### Text shown:
* * * * * * * * *

Re: [DISCUSS] Implement and release HBASE-24749 (an hfile tracker that allows for avoiding renames)

Duo Zhang Mon, 24 May 2021 18:32:13 -0700

Just go ahead Josh, I haven't started to write the design doc yet.

Thank you for your help!


Josh Elser <[email protected]> 于2021年5月25日周二 上午1:45写道：

> Without completely opening Pandora's box, I will say we definitely have
> multiple ways we can solve the metadata management for tracking (e.g. in
> meta, in some other system table, in some other system, in a per-store
> file). Each of them have pro's and con's, and each of them has "favor"
> as to what pain we've most recently felt as a project.
>
> I don't want to defer having the discussion on what the "correct" one
> should be, but I do want to point out that it's only half of the problem
> of storefile tracking.
>
> My hope is that we can make this tracking system be pluggable, such that
> we can prototype a solution that works "good enough" for now and enables
> the rest of the development work to keep moving forward.
>
> I'm happy to see so many other folks also interested in the design of
> how we store this.
>
> Could I suggest we move this discussion around the metadata storage into
> its own thread? If Duo doesn't already have a design doc started, I can
> also try to put one together this week.
>
> Does that work for you all?
>
> On 5/22/21 11:02 AM, 张铎(Duo Zhang) wrote:
> > I could put up a simple design doc for this.
> >
> > But there is still a problem, about how to do rolling upgrading.
> >
> > After we changed the behavior, the region server will write partial store
> > files directly into the data directory. For new region servers, this is
> not
> > a problem, as we will read the hfilelist file to find out the valid store
> > files.
> > But when rolling upgrading, we can not upgrade all the regionservers at
> > once, for old regionservers, they will initialize a store by listing the
> > store files, so if a new regionserver crashes when compacting and its
> > regions are assigned to old regionservers, the old regionservers will be
> in
> > trouble...
> >
> > Stack <[email protected]> 于2021年5月22日周六 下午12:14写道：
> >
> >> HBASE-24749 design and implementation had acknowledged compromises on
> >> review: e.g. adding a new 'system table' to hold store files.  I'd
> suggest
> >> the design and implementation need a revisit before we go forward; for
> >> instance, factoring for systems other than s3 as suggested above (I like
> >> the Duo list).

* * * * * * * * *

### Records shown:
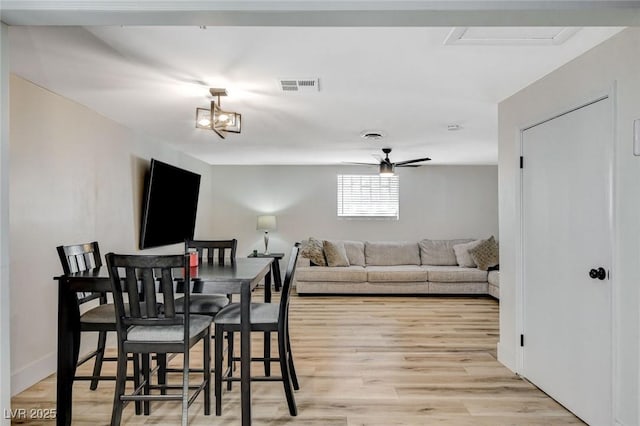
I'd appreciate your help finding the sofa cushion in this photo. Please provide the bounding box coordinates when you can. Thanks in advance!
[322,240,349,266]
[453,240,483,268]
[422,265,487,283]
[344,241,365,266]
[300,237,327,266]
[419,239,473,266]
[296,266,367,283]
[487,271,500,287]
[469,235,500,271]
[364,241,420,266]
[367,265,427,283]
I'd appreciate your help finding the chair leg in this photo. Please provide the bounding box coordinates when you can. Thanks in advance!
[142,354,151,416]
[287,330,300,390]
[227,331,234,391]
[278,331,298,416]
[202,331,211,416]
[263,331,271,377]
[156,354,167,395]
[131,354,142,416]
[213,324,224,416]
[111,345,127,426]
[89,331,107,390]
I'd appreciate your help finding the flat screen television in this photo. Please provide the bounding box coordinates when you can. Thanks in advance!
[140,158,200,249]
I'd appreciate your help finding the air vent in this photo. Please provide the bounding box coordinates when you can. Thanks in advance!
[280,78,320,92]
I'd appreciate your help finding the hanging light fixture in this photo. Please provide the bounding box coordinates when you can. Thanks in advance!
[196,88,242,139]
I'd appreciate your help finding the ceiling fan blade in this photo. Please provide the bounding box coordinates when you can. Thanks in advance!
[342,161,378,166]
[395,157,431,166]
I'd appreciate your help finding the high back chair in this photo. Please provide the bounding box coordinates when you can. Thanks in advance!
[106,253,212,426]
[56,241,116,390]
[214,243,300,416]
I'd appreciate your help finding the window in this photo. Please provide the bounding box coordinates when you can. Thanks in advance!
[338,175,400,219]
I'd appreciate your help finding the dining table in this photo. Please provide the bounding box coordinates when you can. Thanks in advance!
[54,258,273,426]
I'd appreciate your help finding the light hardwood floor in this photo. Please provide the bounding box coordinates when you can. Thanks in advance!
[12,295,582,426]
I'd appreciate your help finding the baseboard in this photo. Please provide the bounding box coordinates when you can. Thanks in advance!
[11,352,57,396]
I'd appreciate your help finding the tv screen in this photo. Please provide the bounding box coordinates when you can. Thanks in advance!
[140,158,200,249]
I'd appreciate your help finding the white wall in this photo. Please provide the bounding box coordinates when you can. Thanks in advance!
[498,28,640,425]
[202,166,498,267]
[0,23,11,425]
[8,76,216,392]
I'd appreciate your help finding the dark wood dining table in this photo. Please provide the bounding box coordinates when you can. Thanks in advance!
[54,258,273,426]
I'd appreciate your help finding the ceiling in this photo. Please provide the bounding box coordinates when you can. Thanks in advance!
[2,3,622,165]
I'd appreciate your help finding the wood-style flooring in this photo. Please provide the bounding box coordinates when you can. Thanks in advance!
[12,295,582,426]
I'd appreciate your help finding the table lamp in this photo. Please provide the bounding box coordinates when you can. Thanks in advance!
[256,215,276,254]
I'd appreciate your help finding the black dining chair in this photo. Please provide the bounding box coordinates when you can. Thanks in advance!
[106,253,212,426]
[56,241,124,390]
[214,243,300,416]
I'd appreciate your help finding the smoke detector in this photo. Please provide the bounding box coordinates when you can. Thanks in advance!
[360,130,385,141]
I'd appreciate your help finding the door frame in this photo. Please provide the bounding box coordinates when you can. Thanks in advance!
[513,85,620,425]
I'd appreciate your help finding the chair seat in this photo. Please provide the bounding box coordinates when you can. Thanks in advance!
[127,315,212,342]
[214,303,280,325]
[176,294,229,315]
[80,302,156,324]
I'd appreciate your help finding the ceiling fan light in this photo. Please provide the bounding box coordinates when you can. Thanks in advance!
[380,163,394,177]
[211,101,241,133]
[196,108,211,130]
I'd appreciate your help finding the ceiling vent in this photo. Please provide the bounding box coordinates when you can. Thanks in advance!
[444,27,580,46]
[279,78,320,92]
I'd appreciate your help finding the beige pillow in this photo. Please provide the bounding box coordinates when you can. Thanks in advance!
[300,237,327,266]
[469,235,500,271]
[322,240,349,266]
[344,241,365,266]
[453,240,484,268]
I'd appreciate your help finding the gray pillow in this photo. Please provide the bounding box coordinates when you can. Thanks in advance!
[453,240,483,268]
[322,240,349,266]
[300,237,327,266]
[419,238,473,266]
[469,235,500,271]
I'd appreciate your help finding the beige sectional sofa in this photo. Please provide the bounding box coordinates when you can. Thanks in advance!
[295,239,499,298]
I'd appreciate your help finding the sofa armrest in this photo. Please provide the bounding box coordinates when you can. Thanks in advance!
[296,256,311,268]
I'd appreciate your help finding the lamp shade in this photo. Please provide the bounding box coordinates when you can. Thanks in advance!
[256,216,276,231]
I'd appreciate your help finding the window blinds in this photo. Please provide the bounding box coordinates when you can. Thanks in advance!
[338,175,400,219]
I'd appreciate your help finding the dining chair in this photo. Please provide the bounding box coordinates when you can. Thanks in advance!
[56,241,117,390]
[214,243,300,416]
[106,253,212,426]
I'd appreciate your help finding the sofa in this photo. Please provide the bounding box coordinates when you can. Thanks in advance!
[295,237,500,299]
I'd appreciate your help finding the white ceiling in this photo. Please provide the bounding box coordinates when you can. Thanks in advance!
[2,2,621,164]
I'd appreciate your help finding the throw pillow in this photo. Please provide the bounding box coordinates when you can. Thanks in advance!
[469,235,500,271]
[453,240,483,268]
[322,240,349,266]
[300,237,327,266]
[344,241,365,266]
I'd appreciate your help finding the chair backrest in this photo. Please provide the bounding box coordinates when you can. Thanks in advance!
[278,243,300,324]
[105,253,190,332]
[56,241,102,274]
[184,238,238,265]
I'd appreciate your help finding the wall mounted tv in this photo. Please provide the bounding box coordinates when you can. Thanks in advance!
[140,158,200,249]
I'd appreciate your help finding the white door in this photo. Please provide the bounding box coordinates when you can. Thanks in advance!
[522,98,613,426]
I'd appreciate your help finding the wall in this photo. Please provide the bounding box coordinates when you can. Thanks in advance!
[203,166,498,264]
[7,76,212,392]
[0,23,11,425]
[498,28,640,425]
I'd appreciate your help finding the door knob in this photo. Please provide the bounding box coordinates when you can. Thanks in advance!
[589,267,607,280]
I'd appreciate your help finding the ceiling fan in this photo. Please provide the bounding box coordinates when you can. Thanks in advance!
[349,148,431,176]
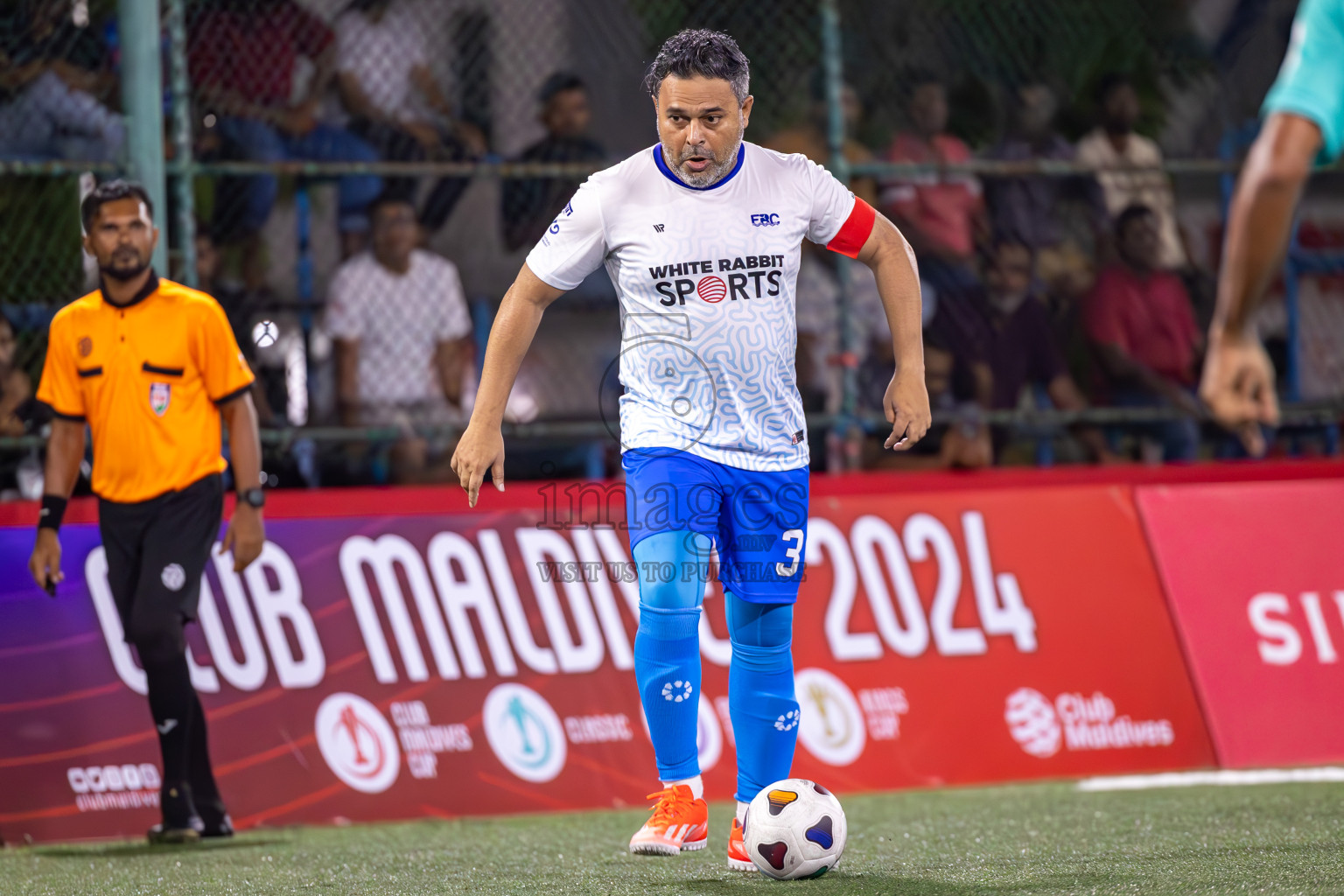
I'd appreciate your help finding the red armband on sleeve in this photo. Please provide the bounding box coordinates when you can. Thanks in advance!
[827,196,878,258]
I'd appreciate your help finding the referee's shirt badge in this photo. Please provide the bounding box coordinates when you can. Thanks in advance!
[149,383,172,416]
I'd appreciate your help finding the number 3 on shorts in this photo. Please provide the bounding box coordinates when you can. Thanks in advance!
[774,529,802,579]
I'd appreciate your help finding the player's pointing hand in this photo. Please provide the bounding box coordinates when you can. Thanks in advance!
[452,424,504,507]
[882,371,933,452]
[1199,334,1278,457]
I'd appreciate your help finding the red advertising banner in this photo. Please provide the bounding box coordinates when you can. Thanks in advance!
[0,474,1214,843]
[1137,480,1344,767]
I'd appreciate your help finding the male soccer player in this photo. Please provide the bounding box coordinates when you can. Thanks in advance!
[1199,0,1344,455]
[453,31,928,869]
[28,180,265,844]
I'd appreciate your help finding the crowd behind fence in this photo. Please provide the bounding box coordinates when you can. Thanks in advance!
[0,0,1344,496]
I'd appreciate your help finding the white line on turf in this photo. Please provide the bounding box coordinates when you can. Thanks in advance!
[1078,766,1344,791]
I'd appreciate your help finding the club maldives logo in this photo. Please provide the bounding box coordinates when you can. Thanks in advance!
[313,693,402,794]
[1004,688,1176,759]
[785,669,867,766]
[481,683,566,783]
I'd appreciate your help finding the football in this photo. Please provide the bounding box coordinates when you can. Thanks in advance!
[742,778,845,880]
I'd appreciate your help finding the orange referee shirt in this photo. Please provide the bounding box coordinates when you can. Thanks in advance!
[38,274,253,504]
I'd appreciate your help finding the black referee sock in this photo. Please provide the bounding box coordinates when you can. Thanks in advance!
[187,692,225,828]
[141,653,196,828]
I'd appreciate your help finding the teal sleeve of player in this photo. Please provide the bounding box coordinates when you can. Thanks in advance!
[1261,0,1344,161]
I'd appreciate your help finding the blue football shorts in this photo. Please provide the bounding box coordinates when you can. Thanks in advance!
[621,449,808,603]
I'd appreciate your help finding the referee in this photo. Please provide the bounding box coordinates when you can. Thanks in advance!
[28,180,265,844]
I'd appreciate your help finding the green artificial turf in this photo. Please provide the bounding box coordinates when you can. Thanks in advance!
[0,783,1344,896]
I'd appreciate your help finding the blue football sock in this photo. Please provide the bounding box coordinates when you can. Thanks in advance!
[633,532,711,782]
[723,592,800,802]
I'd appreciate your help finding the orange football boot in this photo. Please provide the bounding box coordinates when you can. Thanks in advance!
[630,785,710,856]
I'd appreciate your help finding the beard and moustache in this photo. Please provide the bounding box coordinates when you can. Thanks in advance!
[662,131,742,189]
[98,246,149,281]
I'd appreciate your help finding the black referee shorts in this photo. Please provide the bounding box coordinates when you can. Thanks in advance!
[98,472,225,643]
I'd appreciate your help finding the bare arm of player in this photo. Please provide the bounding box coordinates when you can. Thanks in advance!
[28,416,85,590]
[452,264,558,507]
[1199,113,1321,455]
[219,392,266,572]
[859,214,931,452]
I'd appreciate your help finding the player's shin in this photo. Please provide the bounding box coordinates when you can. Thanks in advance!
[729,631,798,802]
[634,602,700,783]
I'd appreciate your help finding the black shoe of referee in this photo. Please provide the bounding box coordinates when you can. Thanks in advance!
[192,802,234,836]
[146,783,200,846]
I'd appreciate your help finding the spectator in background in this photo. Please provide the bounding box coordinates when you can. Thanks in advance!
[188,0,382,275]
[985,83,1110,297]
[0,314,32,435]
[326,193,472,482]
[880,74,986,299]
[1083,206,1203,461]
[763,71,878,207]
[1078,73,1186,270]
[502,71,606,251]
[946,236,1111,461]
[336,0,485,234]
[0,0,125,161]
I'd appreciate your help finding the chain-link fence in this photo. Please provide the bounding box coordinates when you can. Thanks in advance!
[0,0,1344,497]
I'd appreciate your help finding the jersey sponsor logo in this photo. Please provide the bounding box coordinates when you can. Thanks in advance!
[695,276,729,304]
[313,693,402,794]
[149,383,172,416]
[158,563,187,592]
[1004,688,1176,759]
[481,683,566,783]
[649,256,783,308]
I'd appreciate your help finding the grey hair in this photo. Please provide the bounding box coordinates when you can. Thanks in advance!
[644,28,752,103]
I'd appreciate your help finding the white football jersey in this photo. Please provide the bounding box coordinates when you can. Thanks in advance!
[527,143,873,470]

* * * * * * * * *

### Required work:
a - Retype the section of the HBASE-24749 thread that opens with the words containing "Thank you for" and closes with "of storefile tracking.".
b - Answer these from the HBASE-24749 thread:
(i) Who offers to put together a design doc this week if Duo hasn't started one?
(ii) Which file do new region servers read to find the valid store files?
(iii) What addition to HBASE-24749 does Stack give as an example of an acknowledged compromise?
The items are separate material from the HBASE-24749 thread.

### The replies:
a -
Thank you for your help!


Josh Elser <[email protected]> 于2021年5月25日周二 上午1:45写道：

> Without completely opening Pandora's box, I will say we definitely have
> multiple ways we can solve the metadata management for tracking (e.g. in
> meta, in some other system table, in some other system, in a per-store
> file). Each of them have pro's and con's, and each of them has "favor"
> as to what pain we've most recently felt as a project.
>
> I don't want to defer having the discussion on what the "correct" one
> should be, but I do want to point out that it's only half of the problem
> of storefile tracking.

b -
(i) Josh Elser
(ii) The hfilelist file
(iii) A new 'system table' to hold store files